**YOUR INSTRUCTIONS**
Exact copy, pictures excluded: write out every line below.

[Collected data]
◆ ◆ ◆

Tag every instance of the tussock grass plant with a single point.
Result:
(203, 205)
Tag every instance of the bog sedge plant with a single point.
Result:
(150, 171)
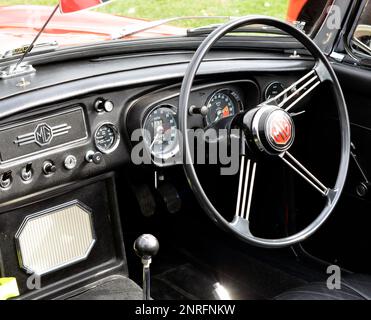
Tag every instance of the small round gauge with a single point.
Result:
(160, 132)
(106, 138)
(223, 103)
(273, 90)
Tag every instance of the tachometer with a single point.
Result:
(106, 138)
(223, 103)
(160, 132)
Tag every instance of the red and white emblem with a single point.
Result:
(280, 129)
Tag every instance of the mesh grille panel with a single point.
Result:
(52, 240)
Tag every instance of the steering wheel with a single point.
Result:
(268, 129)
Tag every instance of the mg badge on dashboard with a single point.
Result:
(43, 134)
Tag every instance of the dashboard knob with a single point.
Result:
(94, 157)
(26, 173)
(203, 110)
(6, 180)
(49, 168)
(101, 105)
(70, 162)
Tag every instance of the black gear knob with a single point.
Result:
(146, 246)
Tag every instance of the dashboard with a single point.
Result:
(55, 136)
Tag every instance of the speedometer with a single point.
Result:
(160, 132)
(223, 103)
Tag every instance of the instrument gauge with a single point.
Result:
(160, 132)
(106, 138)
(222, 104)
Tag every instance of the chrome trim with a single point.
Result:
(255, 128)
(270, 139)
(252, 181)
(320, 186)
(42, 151)
(15, 70)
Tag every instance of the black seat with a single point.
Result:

◆ ◆ ◆

**OUTPUT**
Tag every instance of the tussock grass plant with a single point.
Result:
(203, 205)
Tag every instance of the bog sedge plant with a single point.
Result:
(150, 171)
Tag every instance of the small round gauge with a single point.
Result:
(160, 132)
(106, 138)
(223, 103)
(273, 90)
Tag every instance of the tachometer with a single point.
Result:
(106, 138)
(223, 103)
(160, 132)
Tag every instance of the red and white emblem with a single point.
Result:
(280, 129)
Tag every instance of the mesh grille panel with a single point.
Result:
(52, 240)
Tag every instance of the steering wheel with a single point.
Result:
(268, 129)
Tag every instance of the mg badge on dashboard with a single point.
Result:
(43, 134)
Tag every instance of the dashboard knob with a single point.
Result:
(94, 157)
(26, 173)
(203, 110)
(6, 180)
(49, 168)
(101, 105)
(70, 162)
Tag every instance of the black gear knob with a single point.
Result:
(146, 246)
Tag every instance of the dashboard with a single point.
Result:
(55, 136)
Tag every instance of the speedometer with a single point.
Result:
(160, 132)
(223, 103)
Tag every instance of the instrument gauge with a single point.
Result:
(160, 132)
(106, 138)
(222, 104)
Tag every instance of the chrome trim with a single point.
Result:
(255, 128)
(270, 139)
(252, 181)
(320, 186)
(42, 151)
(15, 70)
Tag every instance of the black seat with a single point.
Result:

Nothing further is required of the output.